:: What you need to do ::
Continue the ColdFusion 9 manual excerpt on the Verity Spider -preferred option, starting after its final sentence.

:: Text block ::
System information

127
CONFIGURING AND ADMINISTERING COLDFUSION 9
Indexing Collections with Verity Spider
Last updated 2/21/2012
Note: Do not run more than one Verity Spider process in persistent mode. As the Verity Spider is a resource-intensive
process, only run it in persistent mode with an interval of less than one day. For time intervals greater than 12 hours, use
some form of scheduling. Some examples are cron jobs for UNIX, and the AT command for Windows server.
-preferred
Type
Web crawling only
Syntax
-preferred exp_1 [exp_n] ...
Specifies a list of hosts or domains that are preferred when retrieving documents for viewing. You can use wildcard
expressions, where the asterisk (*) is for text strings and the question mark (?) is for single characters. To use regular
expressions, also specify the
-regexp option. Use this option when you leave duplicate detection enabled and do not
specify the
-nodupdetect option.
When indexing, you might encounter a nonpreferred host first. In that case, documents are parsed and followed and
stored as candidates. When duplicates are encountered on another server, which is preferred, the duplicate documents
from the nonpreferred server are skipped. When documents are requested for viewing, they are retrieved from the
preferred server.
In Windows, include double-quotation marks around the argument to protect the special characters, such as the
asterisk (*). On UNIX, use single-quotation marks. This is only required when you run the indexing job from a
command line. Quotation marks are not necessary within a command file (the
-cmdfile option).

:: Given information ::
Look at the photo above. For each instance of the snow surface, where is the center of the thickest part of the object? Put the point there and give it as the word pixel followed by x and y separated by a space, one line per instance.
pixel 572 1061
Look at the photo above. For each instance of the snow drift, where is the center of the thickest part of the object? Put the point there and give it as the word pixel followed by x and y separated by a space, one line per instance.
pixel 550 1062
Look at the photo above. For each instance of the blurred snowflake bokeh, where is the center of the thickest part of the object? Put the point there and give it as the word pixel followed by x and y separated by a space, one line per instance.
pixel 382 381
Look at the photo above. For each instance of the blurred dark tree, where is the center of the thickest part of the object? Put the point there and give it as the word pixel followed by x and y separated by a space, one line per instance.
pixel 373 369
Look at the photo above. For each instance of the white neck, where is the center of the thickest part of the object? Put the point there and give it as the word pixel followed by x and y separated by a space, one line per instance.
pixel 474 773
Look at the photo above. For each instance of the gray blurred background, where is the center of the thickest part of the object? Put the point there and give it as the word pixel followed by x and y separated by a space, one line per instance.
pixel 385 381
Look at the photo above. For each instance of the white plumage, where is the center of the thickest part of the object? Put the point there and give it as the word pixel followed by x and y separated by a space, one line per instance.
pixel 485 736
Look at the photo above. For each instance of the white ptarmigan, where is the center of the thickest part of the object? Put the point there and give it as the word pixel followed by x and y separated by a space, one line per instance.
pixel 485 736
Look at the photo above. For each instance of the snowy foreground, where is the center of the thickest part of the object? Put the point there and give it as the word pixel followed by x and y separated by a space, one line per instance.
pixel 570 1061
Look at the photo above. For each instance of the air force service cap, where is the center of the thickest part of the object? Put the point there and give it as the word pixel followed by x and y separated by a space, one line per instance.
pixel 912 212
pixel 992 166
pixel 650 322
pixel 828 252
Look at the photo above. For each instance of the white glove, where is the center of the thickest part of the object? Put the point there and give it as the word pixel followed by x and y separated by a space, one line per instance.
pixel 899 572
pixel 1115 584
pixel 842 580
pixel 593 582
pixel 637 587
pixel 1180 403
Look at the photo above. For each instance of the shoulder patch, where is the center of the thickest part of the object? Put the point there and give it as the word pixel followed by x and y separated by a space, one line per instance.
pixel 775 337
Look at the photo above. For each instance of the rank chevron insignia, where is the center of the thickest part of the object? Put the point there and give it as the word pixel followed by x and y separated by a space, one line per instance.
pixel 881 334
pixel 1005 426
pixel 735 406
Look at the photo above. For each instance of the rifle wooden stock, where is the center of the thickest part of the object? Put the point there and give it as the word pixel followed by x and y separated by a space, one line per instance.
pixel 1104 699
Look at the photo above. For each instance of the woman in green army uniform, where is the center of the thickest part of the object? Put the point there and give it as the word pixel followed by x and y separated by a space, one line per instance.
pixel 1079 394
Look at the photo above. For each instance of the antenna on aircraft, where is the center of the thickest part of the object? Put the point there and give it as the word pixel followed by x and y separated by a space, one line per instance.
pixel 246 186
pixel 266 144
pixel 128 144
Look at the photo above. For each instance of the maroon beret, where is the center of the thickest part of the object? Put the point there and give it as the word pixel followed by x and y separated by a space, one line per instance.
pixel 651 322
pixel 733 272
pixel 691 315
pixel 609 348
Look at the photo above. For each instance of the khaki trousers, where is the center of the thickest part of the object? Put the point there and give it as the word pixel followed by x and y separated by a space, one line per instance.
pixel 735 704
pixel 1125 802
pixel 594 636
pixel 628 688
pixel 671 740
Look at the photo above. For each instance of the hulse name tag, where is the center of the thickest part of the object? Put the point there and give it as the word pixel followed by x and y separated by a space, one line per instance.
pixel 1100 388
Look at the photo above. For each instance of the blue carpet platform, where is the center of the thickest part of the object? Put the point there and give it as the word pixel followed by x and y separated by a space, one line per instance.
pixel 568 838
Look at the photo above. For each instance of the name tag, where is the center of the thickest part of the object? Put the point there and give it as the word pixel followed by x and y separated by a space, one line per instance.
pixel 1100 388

:: Exercise response ::
See also
-regexp” on page 128.
-prefixmap
Syntax
-prefixmap path_and_filename
Specifies a control file (simple ASCII text) that maps file system paths to web aliases.
With the -abspath option, this option is typically used to create a URL field that is the web equivalent of a file system
path. File system indexing is faster than web crawling over the network. If you use the
-prefixmap option to replace
the file system path with the web URL, relative hypertext links in the HTML pages are kept intact when returned in
Verity search results.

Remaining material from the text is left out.